▶ [Die Aufgabe] Gib aus der Rede über Parkerleichterungen für Schwerbehinderte den Abschnitt zwischen "Schwerbehinderte Menschen mit" und "blind, zu bekommen." einschließlich wortgetreu wieder.

▶ [Vorliegender Text]
-------
Herr Präsident, meine Damen und Herren! In der Auseinandersetzung mit dem Thema Parkerleichterungen für Schwerbehinderte war ich bisher der Meinung, dass es ausreichend Parkmöglichkeiten für Menschen mit Bewegungseinschränkungen in der Gehfähigkeit gibt und daher ganz überrascht, dass wir in Bremen der Entwicklung in anderen Bundesländern weit hinterherhinken, dies im wahrsten Sinne des Wortes! Bevor Bremen in der Republik in dieser Frage, die für Gehbehinderte von großer Bedeutung ist, das Schlusslicht bildet, freue ich mich sehr darüber, dass wir gemeinsam diesen Antrag unterstützen.
Für die meisten Menschen ist es selbstverständlich, ihr Leben ohne Einschränkungen in der Bewegungsfähigkeit zu gestalten. Für viele Schwerbehinderte mit einer Gehbehinderung dagegen stellt schon ein Aktionsradius von 500 Metern eine schmerzhafte Herausforderung dar. Eine große Anzahl von Menschen mit Behinderungen braucht das Kraftfahrzeug als wichtiges Hilfsmittel, um die durch die Behinderung eingeschränkte Bewegungsfähigkeit auszugleichen.
Schwerbehinderte Menschen mit außergewöhnlicher Gehbehinderung, die zur Erledigung ihrer täglichen Abläufe auf Parkerleichterungen angewiesen sind, müssen bestimmte Diagnosen erfüllen, um in ihrem Schwerbehindertenausweis das benötigte Merkzeichen „aG“, das bedeutet außergewöhnlich gehbehindert, oder das Merkzeichen „Bl“, das bedeutet blind, zu bekommen.
-------
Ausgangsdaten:
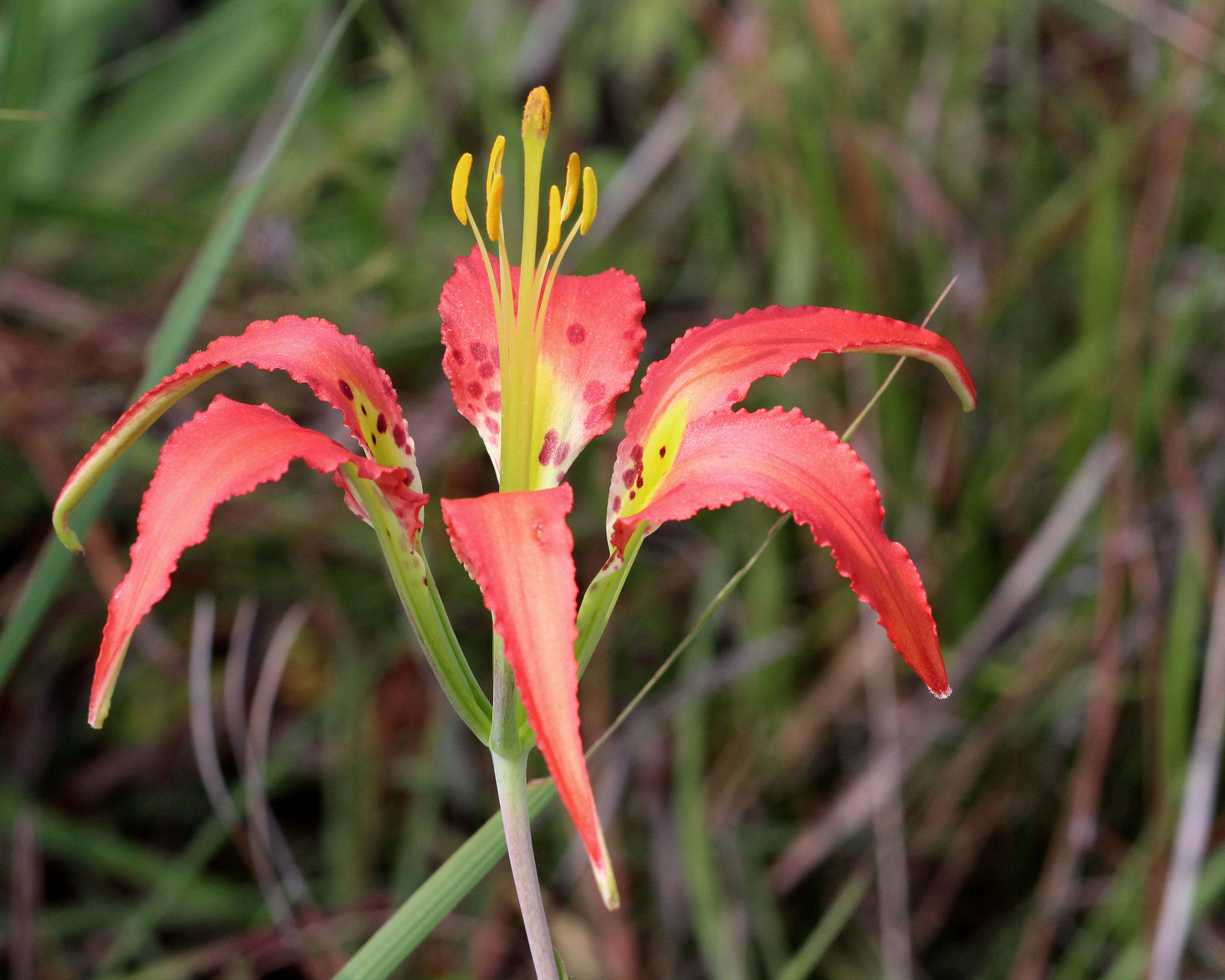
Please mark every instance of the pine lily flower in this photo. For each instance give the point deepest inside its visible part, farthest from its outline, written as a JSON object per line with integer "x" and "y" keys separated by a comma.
{"x": 537, "y": 362}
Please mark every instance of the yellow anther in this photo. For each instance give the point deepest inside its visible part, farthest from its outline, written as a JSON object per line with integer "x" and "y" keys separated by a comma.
{"x": 537, "y": 114}
{"x": 495, "y": 163}
{"x": 554, "y": 239}
{"x": 494, "y": 210}
{"x": 591, "y": 199}
{"x": 567, "y": 203}
{"x": 460, "y": 188}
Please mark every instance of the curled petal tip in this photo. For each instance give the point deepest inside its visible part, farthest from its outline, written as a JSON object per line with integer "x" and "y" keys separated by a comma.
{"x": 68, "y": 537}
{"x": 604, "y": 877}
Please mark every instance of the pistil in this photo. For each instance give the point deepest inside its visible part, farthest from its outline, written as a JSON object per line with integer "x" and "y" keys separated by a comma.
{"x": 521, "y": 324}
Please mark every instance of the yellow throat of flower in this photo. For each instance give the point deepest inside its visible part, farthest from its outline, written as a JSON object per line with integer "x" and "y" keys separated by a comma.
{"x": 520, "y": 325}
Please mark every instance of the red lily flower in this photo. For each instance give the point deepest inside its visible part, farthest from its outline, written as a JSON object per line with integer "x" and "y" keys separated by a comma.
{"x": 519, "y": 549}
{"x": 231, "y": 449}
{"x": 566, "y": 347}
{"x": 685, "y": 450}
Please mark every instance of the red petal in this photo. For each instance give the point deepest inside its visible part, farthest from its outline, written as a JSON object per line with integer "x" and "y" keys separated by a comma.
{"x": 224, "y": 453}
{"x": 590, "y": 351}
{"x": 713, "y": 367}
{"x": 338, "y": 369}
{"x": 793, "y": 464}
{"x": 519, "y": 551}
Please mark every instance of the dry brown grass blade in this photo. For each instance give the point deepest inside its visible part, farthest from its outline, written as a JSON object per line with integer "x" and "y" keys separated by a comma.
{"x": 25, "y": 898}
{"x": 1077, "y": 827}
{"x": 923, "y": 725}
{"x": 1199, "y": 801}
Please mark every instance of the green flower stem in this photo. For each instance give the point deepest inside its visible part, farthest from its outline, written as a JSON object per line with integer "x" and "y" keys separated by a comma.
{"x": 510, "y": 772}
{"x": 173, "y": 335}
{"x": 419, "y": 596}
{"x": 595, "y": 613}
{"x": 601, "y": 597}
{"x": 512, "y": 797}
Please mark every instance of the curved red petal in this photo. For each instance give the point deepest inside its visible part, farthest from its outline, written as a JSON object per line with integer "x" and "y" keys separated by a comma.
{"x": 337, "y": 367}
{"x": 226, "y": 451}
{"x": 519, "y": 551}
{"x": 590, "y": 347}
{"x": 711, "y": 368}
{"x": 798, "y": 466}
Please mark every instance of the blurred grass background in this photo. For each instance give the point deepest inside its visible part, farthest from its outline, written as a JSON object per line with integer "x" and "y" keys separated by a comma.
{"x": 1061, "y": 158}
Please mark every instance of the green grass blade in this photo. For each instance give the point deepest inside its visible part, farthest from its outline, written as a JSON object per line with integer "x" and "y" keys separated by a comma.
{"x": 434, "y": 901}
{"x": 171, "y": 341}
{"x": 802, "y": 966}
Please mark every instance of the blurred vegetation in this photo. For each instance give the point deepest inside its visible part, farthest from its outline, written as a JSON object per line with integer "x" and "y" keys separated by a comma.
{"x": 1063, "y": 158}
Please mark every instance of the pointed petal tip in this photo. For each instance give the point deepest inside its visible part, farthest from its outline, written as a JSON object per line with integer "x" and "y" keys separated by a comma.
{"x": 604, "y": 877}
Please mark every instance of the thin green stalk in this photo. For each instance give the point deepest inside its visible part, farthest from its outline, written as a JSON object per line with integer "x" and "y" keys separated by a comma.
{"x": 807, "y": 958}
{"x": 422, "y": 603}
{"x": 689, "y": 638}
{"x": 168, "y": 343}
{"x": 512, "y": 797}
{"x": 463, "y": 871}
{"x": 434, "y": 901}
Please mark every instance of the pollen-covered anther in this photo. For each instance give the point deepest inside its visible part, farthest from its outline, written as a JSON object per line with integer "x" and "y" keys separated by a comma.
{"x": 591, "y": 199}
{"x": 537, "y": 114}
{"x": 573, "y": 181}
{"x": 554, "y": 239}
{"x": 495, "y": 163}
{"x": 494, "y": 210}
{"x": 460, "y": 188}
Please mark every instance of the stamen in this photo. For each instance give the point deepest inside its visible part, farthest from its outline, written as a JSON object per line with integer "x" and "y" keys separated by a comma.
{"x": 494, "y": 210}
{"x": 537, "y": 114}
{"x": 567, "y": 203}
{"x": 554, "y": 239}
{"x": 460, "y": 188}
{"x": 591, "y": 199}
{"x": 495, "y": 163}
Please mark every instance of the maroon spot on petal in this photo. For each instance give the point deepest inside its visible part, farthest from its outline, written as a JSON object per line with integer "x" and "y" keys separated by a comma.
{"x": 547, "y": 449}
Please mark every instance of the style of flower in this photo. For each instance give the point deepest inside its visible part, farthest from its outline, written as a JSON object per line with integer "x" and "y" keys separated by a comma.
{"x": 537, "y": 362}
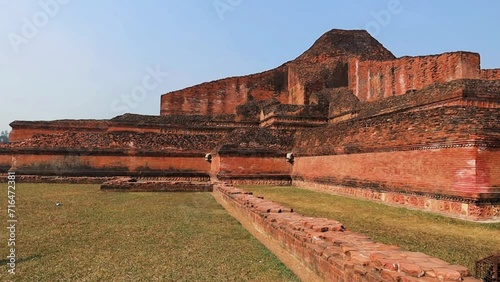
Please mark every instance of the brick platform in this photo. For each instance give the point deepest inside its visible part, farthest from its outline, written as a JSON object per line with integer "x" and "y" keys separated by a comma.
{"x": 325, "y": 247}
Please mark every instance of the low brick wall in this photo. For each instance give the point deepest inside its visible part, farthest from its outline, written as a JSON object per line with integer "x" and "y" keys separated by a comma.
{"x": 333, "y": 253}
{"x": 156, "y": 186}
{"x": 453, "y": 206}
{"x": 57, "y": 179}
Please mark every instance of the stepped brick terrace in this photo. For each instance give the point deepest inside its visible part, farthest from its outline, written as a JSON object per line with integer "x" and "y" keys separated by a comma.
{"x": 346, "y": 116}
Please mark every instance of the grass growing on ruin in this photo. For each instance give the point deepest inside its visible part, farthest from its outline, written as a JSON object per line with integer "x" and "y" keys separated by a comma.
{"x": 99, "y": 236}
{"x": 453, "y": 240}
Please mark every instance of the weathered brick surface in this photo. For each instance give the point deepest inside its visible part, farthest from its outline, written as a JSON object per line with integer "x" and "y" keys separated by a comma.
{"x": 490, "y": 74}
{"x": 120, "y": 185}
{"x": 334, "y": 253}
{"x": 423, "y": 130}
{"x": 375, "y": 80}
{"x": 432, "y": 128}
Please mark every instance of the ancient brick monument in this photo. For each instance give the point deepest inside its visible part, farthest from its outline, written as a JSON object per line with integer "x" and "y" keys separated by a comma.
{"x": 346, "y": 116}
-------
▶ [Schriftliche Lösung]
Schwerbehinderte Menschen mit außergewöhnlicher Gehbehinderung, die zur Erledigung ihrer täglichen Abläufe auf Parkerleichterungen angewiesen sind, müssen bestimmte Diagnosen erfüllen, um in ihrem Schwerbehindertenausweis das benötigte Merkzeichen „aG“, das bedeutet außergewöhnlich gehbehindert, oder das Merkzeichen „Bl“, das bedeutet blind, zu bekommen.